* [文書抜粋]
図2図1の投影レンズを透過する画像光の光線を示す図である。
図3】偏向レンズの各寸法を説明するための概略図である。
図4】本発明の投影レンズを適用した照明装置の一形態の概略構成図である。
図5】本発明の照明装置による投影像の一例を示す図である。
図6】本発明の照明装置による投影像の他の例を示す図である。
【発明を実施するための形態】
【0019】
本発明の投影レンズは、光源側から出射される画像を有する光(画像光)を投影対象に投影する照明装置などに搭載される。当該照明装置は、例えば、投影対象となる地面にロゴマークなどを映し出す車両用照明装置などとして用いられる。その他、任意の投影像(デザイン)をスクリーンなどに映し出す照明装置などとして用いられる。
【0020】
本発明の投影レンズは、既製品の光源の既存基板に対して装着させてもよく、光源とセットとなった照明装置の光学系の一部として用いてもよい。本発明の投影レンズは、画像光を入射させるものであることから、既製品において光源から画像生成部までの既存構成を利用しながら、任意の投影方向へ投影させることもできる。

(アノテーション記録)
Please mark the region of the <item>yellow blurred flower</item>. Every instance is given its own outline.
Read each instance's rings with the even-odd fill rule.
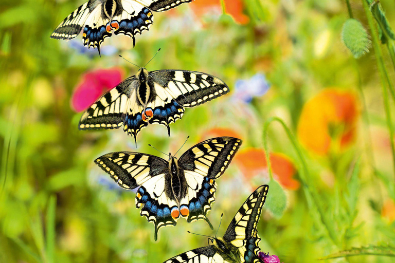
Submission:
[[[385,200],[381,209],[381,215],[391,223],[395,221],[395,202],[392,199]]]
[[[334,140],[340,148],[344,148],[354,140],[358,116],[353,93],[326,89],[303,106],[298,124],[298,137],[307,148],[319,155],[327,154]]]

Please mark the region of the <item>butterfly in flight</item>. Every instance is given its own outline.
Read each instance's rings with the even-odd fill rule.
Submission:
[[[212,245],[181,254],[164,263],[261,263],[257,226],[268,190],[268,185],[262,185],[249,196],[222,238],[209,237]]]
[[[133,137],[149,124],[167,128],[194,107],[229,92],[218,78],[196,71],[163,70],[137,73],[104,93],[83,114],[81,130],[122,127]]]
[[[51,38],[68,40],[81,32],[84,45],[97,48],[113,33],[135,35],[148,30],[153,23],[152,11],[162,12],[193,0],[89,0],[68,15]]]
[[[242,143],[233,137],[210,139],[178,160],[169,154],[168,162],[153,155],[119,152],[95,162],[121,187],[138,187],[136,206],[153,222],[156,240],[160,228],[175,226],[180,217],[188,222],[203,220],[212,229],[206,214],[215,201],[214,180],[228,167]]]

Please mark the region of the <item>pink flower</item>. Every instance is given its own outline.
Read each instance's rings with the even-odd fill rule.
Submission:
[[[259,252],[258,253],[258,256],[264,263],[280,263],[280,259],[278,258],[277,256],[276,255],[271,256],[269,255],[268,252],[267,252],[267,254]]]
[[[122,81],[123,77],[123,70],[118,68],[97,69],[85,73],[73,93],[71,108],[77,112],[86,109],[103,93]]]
* * *
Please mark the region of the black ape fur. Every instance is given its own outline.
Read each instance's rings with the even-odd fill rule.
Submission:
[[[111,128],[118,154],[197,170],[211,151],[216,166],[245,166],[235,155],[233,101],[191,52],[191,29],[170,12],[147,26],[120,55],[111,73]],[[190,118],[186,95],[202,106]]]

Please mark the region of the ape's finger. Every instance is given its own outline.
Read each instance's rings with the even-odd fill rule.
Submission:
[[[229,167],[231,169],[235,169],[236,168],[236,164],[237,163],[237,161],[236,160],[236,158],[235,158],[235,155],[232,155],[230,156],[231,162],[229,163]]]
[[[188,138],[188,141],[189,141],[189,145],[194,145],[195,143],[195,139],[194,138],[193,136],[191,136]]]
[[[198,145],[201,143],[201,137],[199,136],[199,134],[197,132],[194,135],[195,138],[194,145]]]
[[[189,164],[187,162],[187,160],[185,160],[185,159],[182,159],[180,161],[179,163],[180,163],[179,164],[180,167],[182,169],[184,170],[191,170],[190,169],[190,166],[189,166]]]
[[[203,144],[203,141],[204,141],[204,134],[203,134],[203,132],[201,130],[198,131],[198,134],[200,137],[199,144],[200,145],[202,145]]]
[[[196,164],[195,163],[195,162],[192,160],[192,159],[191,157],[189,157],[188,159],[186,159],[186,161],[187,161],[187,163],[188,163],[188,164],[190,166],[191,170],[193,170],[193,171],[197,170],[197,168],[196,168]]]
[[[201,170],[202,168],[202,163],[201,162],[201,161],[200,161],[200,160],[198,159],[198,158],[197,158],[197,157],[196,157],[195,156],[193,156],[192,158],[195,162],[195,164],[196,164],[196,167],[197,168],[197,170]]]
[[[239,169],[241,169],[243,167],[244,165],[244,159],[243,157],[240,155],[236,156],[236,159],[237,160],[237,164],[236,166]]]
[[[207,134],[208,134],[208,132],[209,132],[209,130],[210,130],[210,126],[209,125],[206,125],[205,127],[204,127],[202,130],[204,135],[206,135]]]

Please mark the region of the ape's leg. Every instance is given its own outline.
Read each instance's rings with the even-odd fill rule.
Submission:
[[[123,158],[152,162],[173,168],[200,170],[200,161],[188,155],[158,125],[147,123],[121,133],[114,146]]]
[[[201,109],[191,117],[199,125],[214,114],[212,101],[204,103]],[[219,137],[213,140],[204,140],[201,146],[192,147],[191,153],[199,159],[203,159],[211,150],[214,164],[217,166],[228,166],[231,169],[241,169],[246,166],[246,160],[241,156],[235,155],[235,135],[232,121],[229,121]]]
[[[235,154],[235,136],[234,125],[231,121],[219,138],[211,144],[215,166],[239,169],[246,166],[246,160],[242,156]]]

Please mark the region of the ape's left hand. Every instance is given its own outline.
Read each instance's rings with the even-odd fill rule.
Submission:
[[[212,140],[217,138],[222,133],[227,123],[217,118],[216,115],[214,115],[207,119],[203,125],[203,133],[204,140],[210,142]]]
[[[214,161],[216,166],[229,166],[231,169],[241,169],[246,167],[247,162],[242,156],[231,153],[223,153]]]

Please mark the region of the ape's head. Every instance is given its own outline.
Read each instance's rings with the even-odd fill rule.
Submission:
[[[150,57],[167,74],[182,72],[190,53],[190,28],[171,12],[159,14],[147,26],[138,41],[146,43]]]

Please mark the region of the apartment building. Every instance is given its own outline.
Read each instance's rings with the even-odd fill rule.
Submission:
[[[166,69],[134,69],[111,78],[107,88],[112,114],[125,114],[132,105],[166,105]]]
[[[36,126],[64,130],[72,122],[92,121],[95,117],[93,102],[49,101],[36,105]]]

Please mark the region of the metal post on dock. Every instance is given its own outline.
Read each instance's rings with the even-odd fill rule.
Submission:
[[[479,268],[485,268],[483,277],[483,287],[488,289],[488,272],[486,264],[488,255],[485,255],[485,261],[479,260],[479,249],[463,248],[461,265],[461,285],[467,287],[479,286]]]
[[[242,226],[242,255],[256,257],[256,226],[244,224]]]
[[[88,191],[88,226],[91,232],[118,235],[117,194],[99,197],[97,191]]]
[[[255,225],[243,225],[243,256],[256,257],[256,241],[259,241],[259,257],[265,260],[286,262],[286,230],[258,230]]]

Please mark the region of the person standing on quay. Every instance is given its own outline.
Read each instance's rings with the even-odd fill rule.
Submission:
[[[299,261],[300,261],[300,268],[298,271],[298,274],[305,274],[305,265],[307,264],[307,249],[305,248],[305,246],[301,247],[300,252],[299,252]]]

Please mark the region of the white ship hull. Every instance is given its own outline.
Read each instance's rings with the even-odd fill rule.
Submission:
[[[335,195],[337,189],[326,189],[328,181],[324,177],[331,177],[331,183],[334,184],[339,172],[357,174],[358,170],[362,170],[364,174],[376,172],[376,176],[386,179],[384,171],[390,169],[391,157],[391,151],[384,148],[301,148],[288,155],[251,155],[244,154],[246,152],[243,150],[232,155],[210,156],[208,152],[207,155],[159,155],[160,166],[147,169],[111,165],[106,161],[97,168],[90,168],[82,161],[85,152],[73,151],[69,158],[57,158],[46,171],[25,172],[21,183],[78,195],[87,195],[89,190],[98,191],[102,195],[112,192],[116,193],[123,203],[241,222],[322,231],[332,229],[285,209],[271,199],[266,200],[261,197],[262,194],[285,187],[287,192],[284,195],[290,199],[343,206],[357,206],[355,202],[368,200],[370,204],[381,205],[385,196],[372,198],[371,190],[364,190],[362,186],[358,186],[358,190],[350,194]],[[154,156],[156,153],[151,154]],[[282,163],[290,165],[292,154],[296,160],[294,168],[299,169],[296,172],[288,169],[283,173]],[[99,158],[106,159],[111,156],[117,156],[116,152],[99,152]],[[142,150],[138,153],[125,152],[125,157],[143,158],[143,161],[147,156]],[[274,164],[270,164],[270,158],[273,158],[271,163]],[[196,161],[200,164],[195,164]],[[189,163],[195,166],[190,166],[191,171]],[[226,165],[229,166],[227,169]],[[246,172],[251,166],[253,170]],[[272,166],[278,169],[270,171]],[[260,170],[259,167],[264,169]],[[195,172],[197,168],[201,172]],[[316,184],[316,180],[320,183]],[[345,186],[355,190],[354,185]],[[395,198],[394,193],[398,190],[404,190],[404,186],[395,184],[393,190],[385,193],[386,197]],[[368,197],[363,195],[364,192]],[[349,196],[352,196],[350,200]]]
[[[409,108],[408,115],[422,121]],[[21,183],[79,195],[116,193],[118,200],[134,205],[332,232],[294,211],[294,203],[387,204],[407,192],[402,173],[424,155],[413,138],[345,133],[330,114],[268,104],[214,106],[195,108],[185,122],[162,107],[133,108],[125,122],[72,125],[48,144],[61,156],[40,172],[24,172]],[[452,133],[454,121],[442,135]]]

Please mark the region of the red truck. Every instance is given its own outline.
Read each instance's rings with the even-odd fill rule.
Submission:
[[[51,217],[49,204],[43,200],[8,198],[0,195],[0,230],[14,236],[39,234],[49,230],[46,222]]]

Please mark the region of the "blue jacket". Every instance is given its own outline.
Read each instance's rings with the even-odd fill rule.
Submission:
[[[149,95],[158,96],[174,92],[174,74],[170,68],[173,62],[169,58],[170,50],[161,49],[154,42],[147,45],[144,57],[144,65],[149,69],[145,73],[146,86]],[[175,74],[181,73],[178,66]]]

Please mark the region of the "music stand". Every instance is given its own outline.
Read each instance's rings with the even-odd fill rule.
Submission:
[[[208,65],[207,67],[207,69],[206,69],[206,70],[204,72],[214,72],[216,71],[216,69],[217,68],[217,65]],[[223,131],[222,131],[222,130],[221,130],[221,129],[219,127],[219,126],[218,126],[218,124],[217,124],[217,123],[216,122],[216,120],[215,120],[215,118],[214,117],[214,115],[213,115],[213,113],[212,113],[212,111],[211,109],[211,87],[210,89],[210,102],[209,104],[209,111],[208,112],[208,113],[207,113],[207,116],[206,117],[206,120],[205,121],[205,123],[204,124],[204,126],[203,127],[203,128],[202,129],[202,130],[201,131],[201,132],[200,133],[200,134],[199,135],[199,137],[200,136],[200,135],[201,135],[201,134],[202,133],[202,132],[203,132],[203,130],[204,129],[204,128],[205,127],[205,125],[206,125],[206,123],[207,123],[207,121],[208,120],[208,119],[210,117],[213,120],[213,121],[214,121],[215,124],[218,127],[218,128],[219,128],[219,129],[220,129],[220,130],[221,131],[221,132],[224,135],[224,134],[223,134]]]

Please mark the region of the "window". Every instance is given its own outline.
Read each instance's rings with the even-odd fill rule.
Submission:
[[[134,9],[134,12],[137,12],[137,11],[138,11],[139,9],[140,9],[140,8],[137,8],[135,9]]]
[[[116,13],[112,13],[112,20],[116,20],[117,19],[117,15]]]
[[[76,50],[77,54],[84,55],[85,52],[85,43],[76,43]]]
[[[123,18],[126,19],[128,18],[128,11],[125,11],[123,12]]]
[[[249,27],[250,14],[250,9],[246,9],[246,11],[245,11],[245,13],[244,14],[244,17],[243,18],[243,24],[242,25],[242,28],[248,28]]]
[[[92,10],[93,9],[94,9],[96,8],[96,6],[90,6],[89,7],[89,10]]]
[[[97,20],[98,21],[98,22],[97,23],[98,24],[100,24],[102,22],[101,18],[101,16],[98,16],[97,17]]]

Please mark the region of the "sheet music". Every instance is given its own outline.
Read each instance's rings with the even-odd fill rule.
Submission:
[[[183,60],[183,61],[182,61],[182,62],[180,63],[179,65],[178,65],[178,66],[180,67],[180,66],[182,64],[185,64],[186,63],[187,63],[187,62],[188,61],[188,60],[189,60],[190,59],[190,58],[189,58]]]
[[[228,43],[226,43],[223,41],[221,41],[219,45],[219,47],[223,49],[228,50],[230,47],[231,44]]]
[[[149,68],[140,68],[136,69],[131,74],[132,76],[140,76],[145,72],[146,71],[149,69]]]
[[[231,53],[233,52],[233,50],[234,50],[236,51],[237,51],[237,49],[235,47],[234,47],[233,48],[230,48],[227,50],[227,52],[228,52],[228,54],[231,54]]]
==
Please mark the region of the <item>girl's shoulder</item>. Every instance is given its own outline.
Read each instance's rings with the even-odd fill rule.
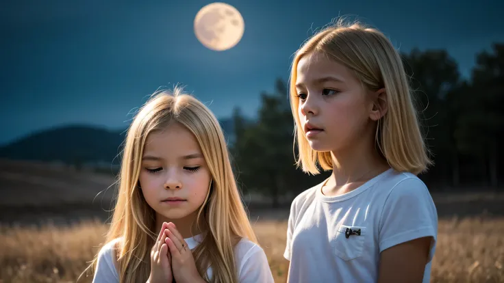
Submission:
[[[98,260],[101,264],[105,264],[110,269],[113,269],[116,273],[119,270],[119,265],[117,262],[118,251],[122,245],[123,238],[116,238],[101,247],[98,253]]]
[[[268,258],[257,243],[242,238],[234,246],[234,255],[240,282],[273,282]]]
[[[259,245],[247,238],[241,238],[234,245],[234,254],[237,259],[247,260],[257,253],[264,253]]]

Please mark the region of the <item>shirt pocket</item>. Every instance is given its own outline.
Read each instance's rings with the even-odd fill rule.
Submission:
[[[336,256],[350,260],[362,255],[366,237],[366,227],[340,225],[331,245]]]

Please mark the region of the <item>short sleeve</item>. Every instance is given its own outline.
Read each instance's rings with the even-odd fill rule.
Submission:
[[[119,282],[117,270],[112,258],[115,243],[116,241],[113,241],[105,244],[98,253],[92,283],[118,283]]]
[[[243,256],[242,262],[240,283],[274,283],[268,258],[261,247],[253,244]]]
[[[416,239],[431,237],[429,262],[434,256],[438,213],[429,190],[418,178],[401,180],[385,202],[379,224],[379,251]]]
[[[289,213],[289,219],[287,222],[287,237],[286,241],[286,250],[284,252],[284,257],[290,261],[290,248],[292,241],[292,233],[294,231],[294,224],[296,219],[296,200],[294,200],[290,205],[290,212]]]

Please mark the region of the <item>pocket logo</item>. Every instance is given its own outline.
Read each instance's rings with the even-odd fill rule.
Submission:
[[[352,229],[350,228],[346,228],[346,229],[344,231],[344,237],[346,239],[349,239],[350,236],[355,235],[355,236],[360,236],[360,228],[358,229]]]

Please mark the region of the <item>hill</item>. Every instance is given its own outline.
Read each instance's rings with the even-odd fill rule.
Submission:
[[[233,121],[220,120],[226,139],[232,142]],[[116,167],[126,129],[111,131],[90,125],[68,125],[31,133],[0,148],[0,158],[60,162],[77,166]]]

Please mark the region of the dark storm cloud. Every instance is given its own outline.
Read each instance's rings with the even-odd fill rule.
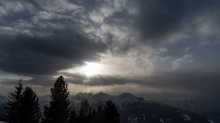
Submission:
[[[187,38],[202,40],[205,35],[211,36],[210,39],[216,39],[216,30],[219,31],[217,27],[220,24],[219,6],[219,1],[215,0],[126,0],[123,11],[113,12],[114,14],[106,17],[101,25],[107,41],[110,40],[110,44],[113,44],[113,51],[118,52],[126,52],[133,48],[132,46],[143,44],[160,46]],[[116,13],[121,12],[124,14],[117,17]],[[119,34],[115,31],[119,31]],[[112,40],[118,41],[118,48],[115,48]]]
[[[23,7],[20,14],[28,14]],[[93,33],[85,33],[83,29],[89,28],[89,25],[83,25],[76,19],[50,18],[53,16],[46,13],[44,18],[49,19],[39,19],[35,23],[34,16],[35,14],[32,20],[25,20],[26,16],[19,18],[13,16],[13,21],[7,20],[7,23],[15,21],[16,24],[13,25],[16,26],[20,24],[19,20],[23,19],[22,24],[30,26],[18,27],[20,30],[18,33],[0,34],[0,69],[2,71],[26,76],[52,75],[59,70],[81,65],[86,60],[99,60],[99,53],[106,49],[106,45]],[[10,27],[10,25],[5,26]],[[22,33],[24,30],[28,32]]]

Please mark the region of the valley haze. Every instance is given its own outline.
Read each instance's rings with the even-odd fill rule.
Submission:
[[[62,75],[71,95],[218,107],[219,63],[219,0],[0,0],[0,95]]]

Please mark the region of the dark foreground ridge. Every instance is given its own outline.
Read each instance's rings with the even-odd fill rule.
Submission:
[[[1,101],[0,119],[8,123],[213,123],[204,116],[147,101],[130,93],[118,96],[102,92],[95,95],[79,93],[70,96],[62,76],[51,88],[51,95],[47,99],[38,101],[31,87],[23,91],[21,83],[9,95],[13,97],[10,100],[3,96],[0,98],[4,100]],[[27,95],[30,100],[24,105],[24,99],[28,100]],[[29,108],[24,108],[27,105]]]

* [記述問題 1] 投影レンズに関する文書抜粋によると、本発明の投影レンズを搭載する照明装置は、たとえばどのような装置として用いられますか。
* [記述問題 2] 投影レンズに関する文書抜粋を、最後の文のあとから書き継いでください。

* [解答 1] 投影対象となる地面にロゴマークなどを映し出す車両用照明装置として用いられます。

* [解答 2]
【0021】
本発明の投影レンズの一形態について図1に基づいて説明する。図1は、投影レンズのレンズ配置を示している。投影レンズ1は、画像生成部Dの光路下流側に配置され、画像生成部Dで生成された画像光が入射されるレンズユニットである。図1では、投影レンズ1に入射される画像光の光軸をO、投影レンズ1から出射される画像光の光軸をOと示している。
【0022】
投影レンズ1の光路上流側には、例えば光源(図示省略)、集光レンズ(図示省略)、および画像生成部Dが配置される。光源には、LED、LD、電球などを用いることができる。例えば、LEDは回路基板上に設けられており、この場合、既存の照明装置においては既存基板を用いてもよい。LEDとしては、例えば、青色、赤色、および緑色などの単色系LED、あるいは青色系LED、赤色系LED、および緑色系LEDを備えたRGB型のLEDを使用できる。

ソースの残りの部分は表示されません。